━━━ Document passage ━━━
Habeas Corpus, R.I.P. (1215 - 2006)

By Molly Ivins


With a smug stroke of his pen, President Bush is set to wipe out a safeguard against illegal imprisonment that has endured as a cornerstone of legal justice since the Magna Carta.

09/29/06 "TruthDig" -- -- AUSTIN, Texas—Oh dear. I’m sure he didn’t mean it. In Illinois’ Sixth Congressional District, long represented by Henry Hyde, Republican candidate Peter Roskam accused his Democratic opponent, Tammy Duckworth, of planning to “cut and run” on Iraq.

Duckworth is a former Army major and chopper pilot who lost both legs in Iraq after her helicopter got hit by an RPG. “I just could not believe he would say that to me,” said Duckworth, who walks on artificial legs and uses a cane. Every election cycle produces some wincers, but how do you apologize for that one?

The legislative equivalent of that remark is the detainee bill now being passed by Congress. Beloveds, this is so much worse than even that pathetic deal reached last Thursday between the White House and Republican Sens. John Warner, John McCain and Lindsey Graham. The White House has since reinserted a number of “technical fixes” that were the point of the putative “compromise.” It leaves the president with the power to decide who is an enemy combatant.

This bill is not a national security issue—this is about torturing helpless human beings without any proof they are our enemies. Perhaps this could be considered if we knew the administration would use the power with enormous care and thoughtfulness. But of the over 700 prisoners sent to Gitmo, only 10 have ever been formally charged with anything. Among other things, this bill is a CYA for torture of the innocent that has already taken place.
━━━
→ **Problems to solve**:
1. Answer these about the column on the detainee bill:
(a) Who long represented Illinois' Sixth Congressional District?
(b) What happened in Iraq that caused Tammy Duckworth to lose both legs?
(c) Of the more than 700 prisoners sent to Gitmo, how many have been formally charged with anything?
2. Carry on writing the column on the detainee bill, starting right after its final sentence.
The entries after this column aren't needed for anything here.
━━━ Information provided ━━━
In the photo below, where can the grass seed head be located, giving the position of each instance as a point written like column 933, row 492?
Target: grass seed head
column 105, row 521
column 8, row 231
━━━
━━━ Information provided ━━━
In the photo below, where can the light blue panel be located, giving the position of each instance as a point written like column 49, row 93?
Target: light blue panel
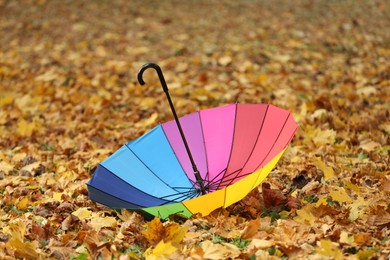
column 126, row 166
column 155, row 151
━━━
━━━ Information provided ━━━
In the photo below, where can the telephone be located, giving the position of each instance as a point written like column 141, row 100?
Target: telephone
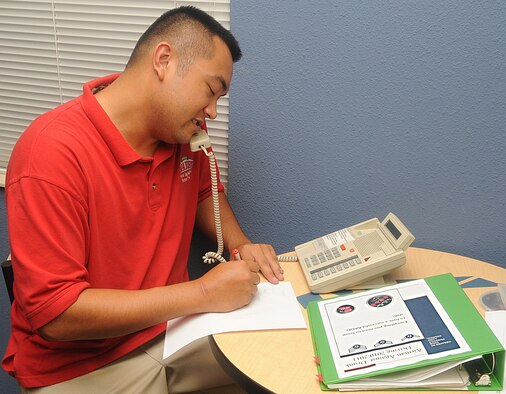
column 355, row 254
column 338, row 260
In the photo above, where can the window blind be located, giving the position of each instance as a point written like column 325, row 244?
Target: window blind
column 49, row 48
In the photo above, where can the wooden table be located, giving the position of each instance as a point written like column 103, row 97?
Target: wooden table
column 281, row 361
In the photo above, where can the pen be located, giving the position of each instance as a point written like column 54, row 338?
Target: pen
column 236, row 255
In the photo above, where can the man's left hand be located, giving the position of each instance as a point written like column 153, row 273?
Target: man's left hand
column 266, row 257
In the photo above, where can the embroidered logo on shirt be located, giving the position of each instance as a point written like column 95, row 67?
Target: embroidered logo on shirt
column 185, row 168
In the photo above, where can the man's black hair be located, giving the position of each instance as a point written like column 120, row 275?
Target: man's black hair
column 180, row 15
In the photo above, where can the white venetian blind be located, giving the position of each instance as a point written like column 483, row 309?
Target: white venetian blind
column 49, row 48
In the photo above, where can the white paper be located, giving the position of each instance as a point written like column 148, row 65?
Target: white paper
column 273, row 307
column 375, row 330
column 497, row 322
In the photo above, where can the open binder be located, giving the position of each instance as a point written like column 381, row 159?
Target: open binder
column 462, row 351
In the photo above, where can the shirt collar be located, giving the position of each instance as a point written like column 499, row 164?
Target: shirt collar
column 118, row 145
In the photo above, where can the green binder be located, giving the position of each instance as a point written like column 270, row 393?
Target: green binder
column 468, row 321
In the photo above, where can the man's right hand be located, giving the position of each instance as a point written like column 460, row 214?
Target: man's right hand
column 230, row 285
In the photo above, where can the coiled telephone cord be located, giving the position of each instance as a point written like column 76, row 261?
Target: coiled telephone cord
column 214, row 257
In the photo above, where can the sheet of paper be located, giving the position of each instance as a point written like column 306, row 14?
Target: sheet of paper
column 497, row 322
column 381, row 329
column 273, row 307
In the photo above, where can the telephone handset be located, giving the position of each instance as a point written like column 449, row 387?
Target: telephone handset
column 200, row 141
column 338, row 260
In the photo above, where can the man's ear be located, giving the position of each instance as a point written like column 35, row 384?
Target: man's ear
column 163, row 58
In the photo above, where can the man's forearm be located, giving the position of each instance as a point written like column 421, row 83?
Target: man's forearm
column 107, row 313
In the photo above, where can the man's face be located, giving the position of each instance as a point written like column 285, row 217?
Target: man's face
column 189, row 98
━━━
→ **Expected answers**:
1.
(a) Henry Hyde
(b) Her helicopter was hit by an RPG.
(c) 10

2.
Death by torture by Americans was first reported in 2003 in a New York Times article by Carlotta Gall. The military had announced the prisoner died of a heart attack, but when Gall saw the death certificate, written in English and issued by the military, it said the cause of death was homicide. The “heart attack” came after he had been beaten so often on this legs that they had “basically been pulpified,” according to the coroner.

The story of why and how it took the Times so long to print this information is in the current edition of the Columbia Journalism Review. The press in general has been late and slow in reporting torture, so very few Americans have any idea how far it has spread. As is often true in hierarchical, top-down institutions, the orders get passed on in what I call the downward communications exaggeration spiral.

For example, on a newspaper, a top editor may remark casually, “Let’s give the new mayor a chance to see what he can do before we start attacking him.”

This gets passed on as “Don’t touch the mayor unless he really screws up.”

And it ultimately arrives at the reporter level as “We can’t say anything negative about the mayor.”

The version of the detainee bill now in the Senate not only undoes much of the McCain-Warner-Graham work, but it is actually much worse than the administration’s first proposal. In one change, the original compromise language said a suspect had the right to “examine and respond to” all evidence used against him. The three senators said the clause was necessary to avoid secret trials. The bill has now dropped the word “examine” and left only “respond to.”

In another change, a clause said that evidence obtained outside the United States could be admitted in court even if it had been gathered without a search warrant. But the bill now drops the words “outside the United States,” which means prosecutors can ignore American legal standards on warrants.

The bill also expands the definition of an unlawful enemy combatant to cover anyone who has “has purposefully and materially supported hostilities against the United States.” Quick, define “purposefully and materially.” One person has already been charged with aiding terrorists because he sold a satellite TV package that includes the Hezbollah network.

The bill simply removes a suspect’s right to challenge his detention in court. This is a rule of law that goes back to the Magna Carta in 1215. That pretty much leaves the barn door open.

As Vladimir Bukovsky, the Soviet dissident, wrote, an intelligence service free to torture soon “degenerates into a playground for sadists.” But not unbridled sadism—you will be relieved that the compromise took out the words permitting interrogation involving “severe pain” and substituted “serious pain,” which is defined as “bodily injury that involves extreme physical pain.”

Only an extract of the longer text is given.